[DOCUMENT TEXT]
##############################

Mailing List Archive

ATM PIC and congestion
Those of you on the NANOG list may remember seeing from me an inquiry
there a short while back asking if anyone saw congestion at the Chicago
SBC/AADS NAP.

After much hair pulling by myself, my team and vendors, we've finally
figured out a latency problem that ended up being due to the way the
Juniper ATM1 PIC handles high traffic loads. The following is a summary
of the problem and some information about ATM buffer management that is
not yet available publicly from Juniper (I was told it was OK to share).

We had an M5 with an OC3c at the Chicago SBC/AADS NAP using the Juniper
ATM1 PIC. We had a high rate of utilization on the entire link, but
traffic on the outbound to the Internet was maxed, with the highest
percentage of outbound traffic going to our primary upstream. Recently
we begun experiencing latency on the order of hundreds of milliseconds.

At first it looked like a latency problem on multiple PVCs, but
eventually realized it was concentrated on our PVC with the most
outbound traffic.

After checking for latency in the ATM switch network, on the far end and
problems with our own gear, Juniper support determined that it appeared
to be how the ATM interface buffers operate. So we tweaked those queue
lengths and the latency problem went away. Now instead we get packet
drops, but that is more normal and we'll handle that in other ways (the
CoS and the ATM2 PIC thread today is very relevant for us as you might
guess). Below is some information some of you may find useful. This
information was apparently written by a Juniper escalation engineer and
hasn't made it into any available documentation yet.

ATM1 PICs contain a transmit buffer pool of 16382 buffers, which
are shared by all PVCs currently configured on the PIC. Even on
multi-phy ATM PICs, there is still a single buffer pool shared
by all the PHYs.

##############################

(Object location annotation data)

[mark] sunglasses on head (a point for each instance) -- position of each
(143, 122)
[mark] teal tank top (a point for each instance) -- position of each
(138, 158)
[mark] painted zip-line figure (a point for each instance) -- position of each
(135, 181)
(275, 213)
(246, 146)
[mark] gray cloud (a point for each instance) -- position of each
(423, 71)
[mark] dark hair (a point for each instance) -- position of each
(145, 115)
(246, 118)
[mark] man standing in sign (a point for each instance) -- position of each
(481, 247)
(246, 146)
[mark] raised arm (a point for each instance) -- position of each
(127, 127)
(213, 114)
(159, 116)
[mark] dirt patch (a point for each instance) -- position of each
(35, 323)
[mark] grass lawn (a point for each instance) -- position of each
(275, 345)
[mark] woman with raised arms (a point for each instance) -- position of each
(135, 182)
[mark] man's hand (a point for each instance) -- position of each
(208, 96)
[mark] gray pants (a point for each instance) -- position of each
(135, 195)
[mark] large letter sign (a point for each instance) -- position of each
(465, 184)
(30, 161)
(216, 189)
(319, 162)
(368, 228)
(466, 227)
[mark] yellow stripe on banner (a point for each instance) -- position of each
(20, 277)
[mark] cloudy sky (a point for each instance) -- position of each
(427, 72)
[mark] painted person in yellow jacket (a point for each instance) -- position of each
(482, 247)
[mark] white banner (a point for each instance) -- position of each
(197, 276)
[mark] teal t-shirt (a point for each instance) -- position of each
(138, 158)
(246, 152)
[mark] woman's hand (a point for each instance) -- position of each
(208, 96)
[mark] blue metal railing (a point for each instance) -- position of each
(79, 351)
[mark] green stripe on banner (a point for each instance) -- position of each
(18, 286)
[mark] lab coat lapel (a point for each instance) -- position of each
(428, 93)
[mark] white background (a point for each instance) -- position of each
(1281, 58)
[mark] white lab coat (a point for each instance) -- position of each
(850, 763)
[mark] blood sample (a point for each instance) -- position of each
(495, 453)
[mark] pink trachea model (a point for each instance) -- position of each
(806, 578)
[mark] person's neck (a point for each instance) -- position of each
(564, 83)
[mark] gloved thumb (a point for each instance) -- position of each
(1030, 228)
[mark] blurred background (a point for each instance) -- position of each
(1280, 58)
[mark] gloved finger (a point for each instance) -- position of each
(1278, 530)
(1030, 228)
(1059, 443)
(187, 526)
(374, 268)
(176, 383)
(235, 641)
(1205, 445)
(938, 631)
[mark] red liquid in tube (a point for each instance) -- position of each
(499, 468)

##############################

[SET EXERCISE A] Can you rewrite the records, starting at the line containing "[mark] blurred background" and ending at the last line of the records, as a JSON list of strings with one string per line and blank lines left out?
[SET EXERCISE B] Could you extend the mailing list post about Juniper ATM PIC latency and buffers from the point where it stops?

[EXPECTED ANSWER A]
[
  "[mark] blurred background (a point for each instance) -- position of each",
  "(1280, 58)",
  "[mark] gloved finger (a point for each instance) -- position of each",
  "(1278, 530)",
  "(1030, 228)",
  "(1059, 443)",
  "(187, 526)",
  "(374, 268)",
  "(176, 383)",
  "(235, 641)",
  "(1205, 445)",
  "(938, 631)",
  "[mark] red liquid in tube (a point for each instance) -- position of each",
  "(499, 468)"
]

[EXPECTED ANSWER B]
By default, the PIC allows PVCs to consume as many buffers as they
require. If the sustained traffic rate for a PVC exceeds it's shaped
rate, buffers will be consumed. Eventually, all buffers on the PIC
will be used, which will starve other PVC's. This results in
head-of-line blocking.

The queue-length parameter can be set (on a per-PVC basis) to prevent
this situation. It sets a limit on the number of transmit packets
(and ultimately buffers) that can be queued up to a PVC. New packets
that would exceed this limit get dropped (ie: tail-dropping).

queue-length, configured under the shaping heirarchy, represents the
maximum number of packets which can be queued for the PVC using the
global buffers. It should be configured for all PVCs when more than
one PVC is configured on an ATM1 PIC. It perfroms two functions.

1) It stops head of line blocking occuring since it limits the
number of packets and hence buffers that can be consumed by each
configured PVC.

2) It sets the maximum lifetime which can be sustained by packets
over the PVC when traffic has oversubscribed the configured shaping
contract.

The total of all the queue-length settings must not be greater then
the total number of packets which can be held in the buffer space
available on the PIC.

The total number of packets which can be held by the buffers is
calculated dependent on the MTU setting for the interfaces on the
PIC. The MTU used should include all ecapsulation overhead and hence
is the physical interface MTU. The following formula can be used to
calculate the total number of packets the buffer space can hold:

16,382 / ( Round Up ( MTU / 480 ) )

For exmaple, with the default MTU settings for ATM1 PIC interfaces,
the total for the number of packets which can be held is:

16,382 / ( Round Up ( 4,482 / 480 ) ) = 1638 packets.

Thus, when configuring the queue-lengths for each of the PVCs
configured on an ATM1 PIC using default MTU settings, they must not
total to more then 1638. They can total to less.

Setting a queue-length to a very low value is possible, yet doing
this risks not being able to buffer small bursts in packets transiting
the PVC.

The maximum lifetime which could be sustained by packets transiting
a PVC can be calculated dependent on the shaping rate configured for
the PVC, the setting for queue-length and the MTU. The following
formula can be used:

( PVC queue-length in packets x MTU ) / ( PVC shaping in bits per
second / 8 )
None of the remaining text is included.